### Material
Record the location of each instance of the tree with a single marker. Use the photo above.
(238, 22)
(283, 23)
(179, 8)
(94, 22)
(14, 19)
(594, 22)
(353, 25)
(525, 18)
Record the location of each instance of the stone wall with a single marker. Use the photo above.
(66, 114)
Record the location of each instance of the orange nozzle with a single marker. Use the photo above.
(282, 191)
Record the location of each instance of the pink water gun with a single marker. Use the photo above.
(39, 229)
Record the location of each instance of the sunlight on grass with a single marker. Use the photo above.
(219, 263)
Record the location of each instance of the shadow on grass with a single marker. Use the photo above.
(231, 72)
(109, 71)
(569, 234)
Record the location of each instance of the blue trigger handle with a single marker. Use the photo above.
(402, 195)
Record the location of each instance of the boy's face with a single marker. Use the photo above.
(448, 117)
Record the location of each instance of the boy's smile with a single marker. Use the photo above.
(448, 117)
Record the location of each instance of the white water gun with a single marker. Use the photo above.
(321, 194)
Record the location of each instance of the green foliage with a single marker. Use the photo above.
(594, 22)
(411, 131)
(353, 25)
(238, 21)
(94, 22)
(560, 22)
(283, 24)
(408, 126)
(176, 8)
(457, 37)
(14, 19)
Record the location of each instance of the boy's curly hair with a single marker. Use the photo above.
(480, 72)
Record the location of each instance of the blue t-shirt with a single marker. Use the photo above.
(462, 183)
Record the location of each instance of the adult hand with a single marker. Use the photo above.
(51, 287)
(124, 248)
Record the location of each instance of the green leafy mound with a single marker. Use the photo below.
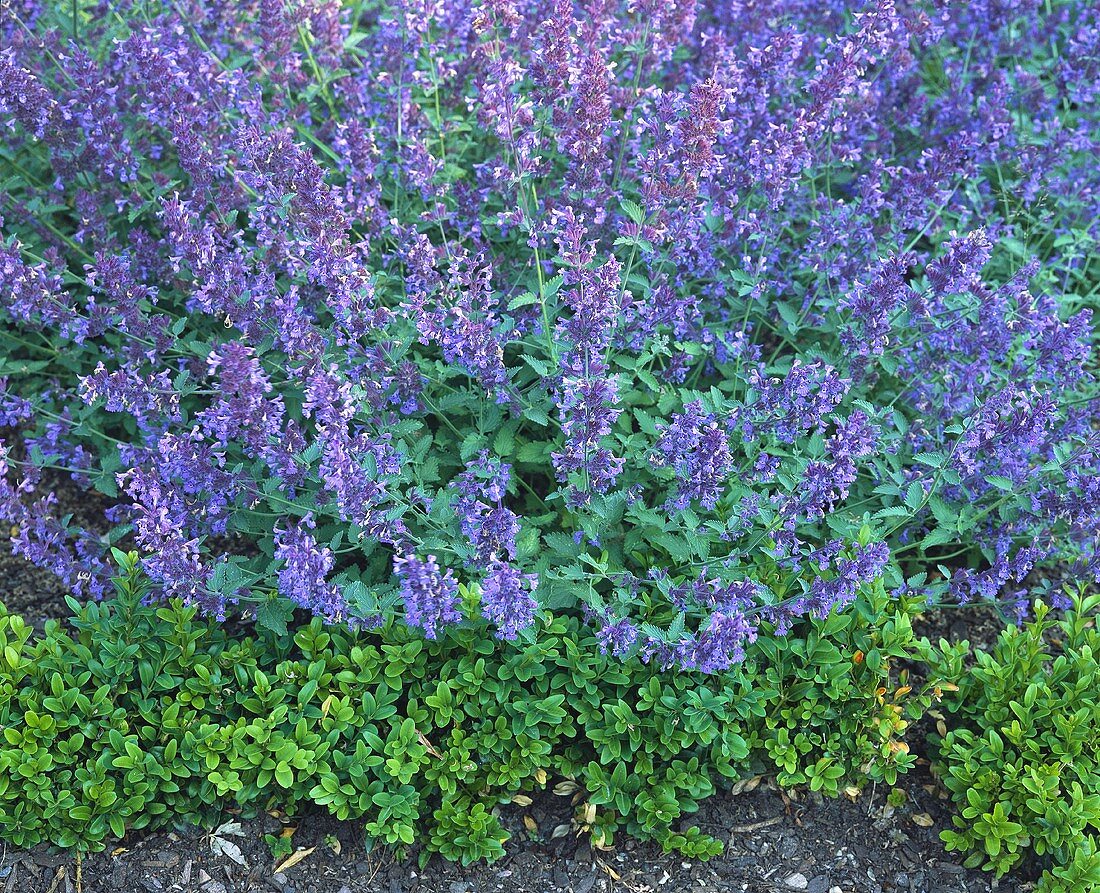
(1023, 767)
(138, 716)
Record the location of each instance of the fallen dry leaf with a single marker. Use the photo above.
(293, 859)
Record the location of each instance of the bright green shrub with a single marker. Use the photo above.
(1022, 765)
(145, 715)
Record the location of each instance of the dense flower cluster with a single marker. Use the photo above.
(690, 317)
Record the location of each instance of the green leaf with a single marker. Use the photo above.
(274, 614)
(914, 496)
(633, 209)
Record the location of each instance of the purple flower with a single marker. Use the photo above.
(507, 598)
(694, 445)
(430, 596)
(306, 566)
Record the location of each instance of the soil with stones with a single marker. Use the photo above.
(776, 841)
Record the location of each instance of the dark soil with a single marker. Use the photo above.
(776, 841)
(774, 844)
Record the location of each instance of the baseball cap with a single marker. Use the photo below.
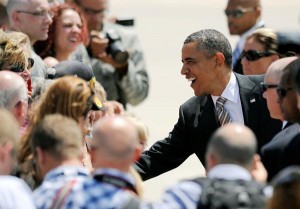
(80, 70)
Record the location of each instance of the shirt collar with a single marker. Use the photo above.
(114, 172)
(231, 91)
(229, 172)
(67, 171)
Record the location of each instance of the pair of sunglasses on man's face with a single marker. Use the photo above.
(237, 13)
(20, 67)
(281, 91)
(253, 55)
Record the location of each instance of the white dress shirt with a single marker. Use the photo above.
(233, 103)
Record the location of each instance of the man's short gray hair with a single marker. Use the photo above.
(210, 42)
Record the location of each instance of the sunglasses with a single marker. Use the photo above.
(265, 86)
(253, 55)
(20, 67)
(237, 13)
(282, 92)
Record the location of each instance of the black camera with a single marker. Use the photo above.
(115, 47)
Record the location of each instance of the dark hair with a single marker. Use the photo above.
(46, 48)
(295, 74)
(291, 74)
(211, 41)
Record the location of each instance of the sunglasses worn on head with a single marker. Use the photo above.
(253, 55)
(265, 86)
(281, 92)
(237, 13)
(20, 67)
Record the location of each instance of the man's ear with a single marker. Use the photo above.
(220, 59)
(16, 18)
(5, 151)
(258, 12)
(41, 159)
(137, 152)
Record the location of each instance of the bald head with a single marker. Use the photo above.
(13, 94)
(275, 69)
(12, 89)
(232, 144)
(115, 140)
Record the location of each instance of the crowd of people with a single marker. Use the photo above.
(67, 74)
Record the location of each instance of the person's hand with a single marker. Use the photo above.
(258, 171)
(98, 44)
(107, 58)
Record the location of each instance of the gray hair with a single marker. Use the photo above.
(210, 42)
(233, 144)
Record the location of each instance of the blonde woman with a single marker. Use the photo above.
(70, 96)
(13, 57)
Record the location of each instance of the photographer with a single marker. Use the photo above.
(116, 56)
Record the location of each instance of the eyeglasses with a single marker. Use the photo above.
(265, 86)
(90, 11)
(237, 13)
(282, 92)
(253, 55)
(43, 13)
(20, 67)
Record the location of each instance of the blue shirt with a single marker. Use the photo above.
(54, 181)
(186, 194)
(97, 194)
(14, 193)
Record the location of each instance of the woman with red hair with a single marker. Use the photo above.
(67, 32)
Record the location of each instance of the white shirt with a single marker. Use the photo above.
(233, 103)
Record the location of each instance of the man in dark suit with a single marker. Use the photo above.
(284, 148)
(243, 17)
(206, 57)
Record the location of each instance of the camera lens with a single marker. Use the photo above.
(121, 56)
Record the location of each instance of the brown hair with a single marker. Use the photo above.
(10, 52)
(47, 48)
(61, 136)
(69, 96)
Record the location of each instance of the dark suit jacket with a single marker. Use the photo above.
(197, 121)
(282, 151)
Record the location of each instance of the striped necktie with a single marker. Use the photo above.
(223, 115)
(235, 56)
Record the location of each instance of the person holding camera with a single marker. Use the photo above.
(116, 55)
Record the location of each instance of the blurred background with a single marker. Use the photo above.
(162, 26)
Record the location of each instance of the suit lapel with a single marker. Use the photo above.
(248, 100)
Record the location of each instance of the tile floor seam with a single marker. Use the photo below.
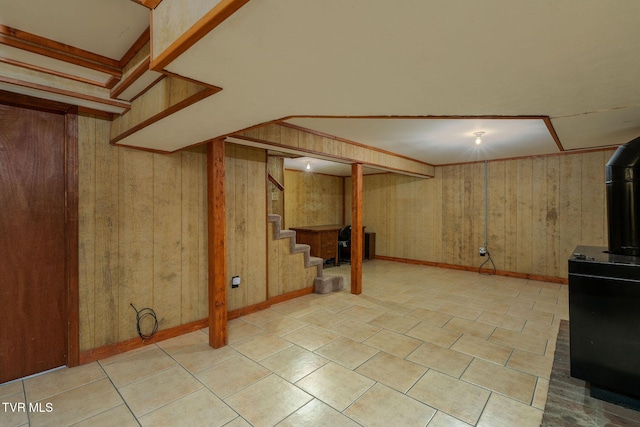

### Request
Select every line of the records above that contains the string "hair", and copy each one out. Case counts.

### Response for this exercise
Record the location of each instance of the boy's curly hair with a single marker. Use the photo above.
Record the location of each instance of the man's short gray hair with a single marker. Use the photo above.
Record the location of each instance of the dark hair with a single marker. Use the photo above.
Record the location of each instance of the gray hair with a single marker. Use the photo above.
Record the location of each instance of the woman with red hair with a single marker. Use the photo above.
Record the location of each instance of the brown hair with a single marker. Use the photo above.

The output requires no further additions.